* _Exercise goal_: This exercise calls for all the entries that follow to be set down exactly, without their images.

Collected data entries:

^^^^

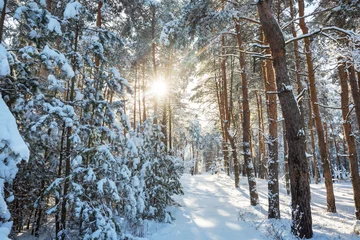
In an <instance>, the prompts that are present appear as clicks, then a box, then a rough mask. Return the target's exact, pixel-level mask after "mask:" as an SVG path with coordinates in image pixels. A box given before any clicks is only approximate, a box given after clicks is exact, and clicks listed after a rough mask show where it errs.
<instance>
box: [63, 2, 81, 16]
mask: <svg viewBox="0 0 360 240" xmlns="http://www.w3.org/2000/svg"><path fill="white" fill-rule="evenodd" d="M81 8H82V5H81V4H80V3H79V2H78V1H74V2H69V3H68V4H67V5H66V8H65V11H64V18H65V19H72V18H74V19H77V18H79V13H80V10H81Z"/></svg>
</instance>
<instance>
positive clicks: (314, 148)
mask: <svg viewBox="0 0 360 240" xmlns="http://www.w3.org/2000/svg"><path fill="white" fill-rule="evenodd" d="M308 108H309V130H310V138H311V151H312V156H313V177H314V178H315V184H318V183H319V178H320V172H319V167H318V163H317V158H316V148H315V136H314V118H313V114H312V107H311V100H310V99H309V100H308Z"/></svg>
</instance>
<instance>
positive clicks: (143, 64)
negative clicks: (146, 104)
mask: <svg viewBox="0 0 360 240" xmlns="http://www.w3.org/2000/svg"><path fill="white" fill-rule="evenodd" d="M141 78H142V84H141V85H142V86H141V89H142V92H143V96H142V102H143V121H145V120H146V104H145V102H146V101H145V100H146V99H145V95H146V94H145V63H143V65H142V77H141Z"/></svg>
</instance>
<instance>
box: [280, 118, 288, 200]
mask: <svg viewBox="0 0 360 240" xmlns="http://www.w3.org/2000/svg"><path fill="white" fill-rule="evenodd" d="M282 128H283V144H284V165H285V166H284V168H285V187H286V194H287V195H290V175H289V160H288V146H287V141H286V127H285V121H282Z"/></svg>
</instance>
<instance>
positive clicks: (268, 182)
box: [264, 49, 280, 218]
mask: <svg viewBox="0 0 360 240" xmlns="http://www.w3.org/2000/svg"><path fill="white" fill-rule="evenodd" d="M270 53H271V52H270V49H267V54H270ZM265 70H266V80H267V81H266V83H265V86H264V88H265V94H268V97H267V104H266V105H267V113H268V114H267V116H268V123H269V135H268V139H267V143H268V159H267V170H268V201H269V211H268V218H280V205H279V180H278V177H279V163H278V140H277V138H278V132H277V127H278V126H277V104H276V95H275V94H269V92H276V83H275V74H274V69H273V66H272V63H271V61H269V60H266V61H265Z"/></svg>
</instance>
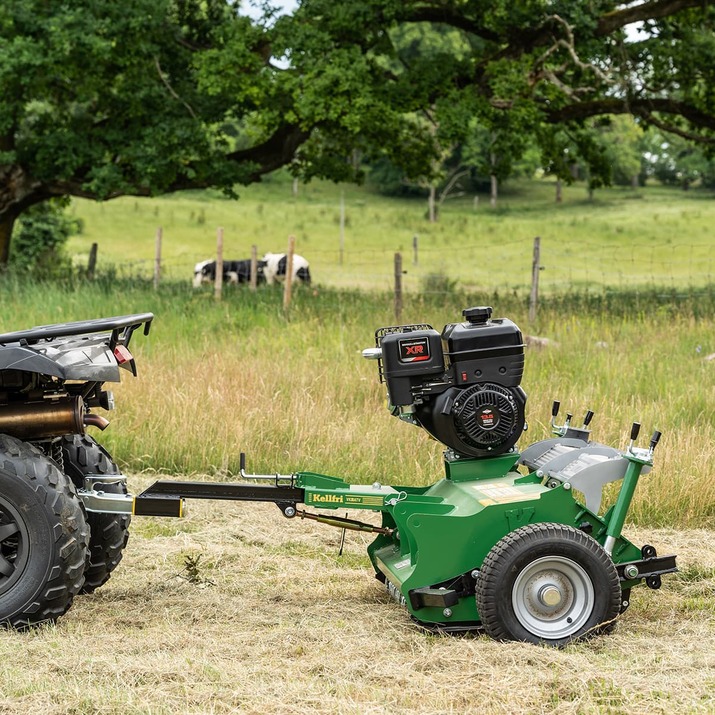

^^^^

* _Exercise response_:
In an <instance>, the prompts that are present appear as clicks, then a box, then a rough mask. Return the target's exact, pixel-level mask after "mask:" as an SVG path with coordinates in image pixels. A box given before any clicks is only approximate, a box given after clicks is exact, and clicks listed after a rough mask show where it errs.
<instance>
box: [63, 2, 81, 16]
mask: <svg viewBox="0 0 360 240" xmlns="http://www.w3.org/2000/svg"><path fill="white" fill-rule="evenodd" d="M81 8H82V5H81V4H80V3H79V2H78V1H74V2H69V3H68V4H67V5H66V8H65V11H64V18H65V19H72V18H74V19H77V18H79V13H80V10H81Z"/></svg>
</instance>
<instance>
positive clicks: (314, 148)
mask: <svg viewBox="0 0 360 240" xmlns="http://www.w3.org/2000/svg"><path fill="white" fill-rule="evenodd" d="M308 108H309V130H310V138H311V151H312V156H313V177H314V178H315V184H318V183H319V178H320V172H319V167H318V163H317V158H316V148H315V136H314V118H313V114H312V107H311V100H310V99H309V100H308Z"/></svg>
</instance>
<instance>
positive clicks: (143, 64)
negative clicks: (146, 104)
mask: <svg viewBox="0 0 360 240" xmlns="http://www.w3.org/2000/svg"><path fill="white" fill-rule="evenodd" d="M141 78H142V84H141V85H142V86H141V89H142V92H143V96H142V102H143V121H145V120H146V104H145V102H146V101H145V100H146V99H145V95H146V94H145V63H143V65H142V77H141Z"/></svg>
</instance>
<instance>
box: [280, 118, 288, 200]
mask: <svg viewBox="0 0 360 240" xmlns="http://www.w3.org/2000/svg"><path fill="white" fill-rule="evenodd" d="M282 128H283V144H284V165H285V166H284V168H285V187H286V194H287V195H290V175H289V160H288V146H287V141H286V127H285V121H282Z"/></svg>
</instance>
<instance>
positive clicks: (268, 182)
box: [264, 49, 280, 218]
mask: <svg viewBox="0 0 360 240" xmlns="http://www.w3.org/2000/svg"><path fill="white" fill-rule="evenodd" d="M270 53H271V52H270V49H267V54H270ZM265 70H266V80H267V81H266V83H265V86H264V88H265V94H268V97H267V104H266V105H267V113H268V114H267V116H268V123H269V135H268V139H267V143H268V159H267V170H268V201H269V211H268V218H280V205H279V180H278V177H279V163H278V140H277V138H278V132H277V127H278V126H277V104H276V95H275V94H269V92H276V83H275V74H274V69H273V66H272V63H271V61H269V60H266V61H265Z"/></svg>
</instance>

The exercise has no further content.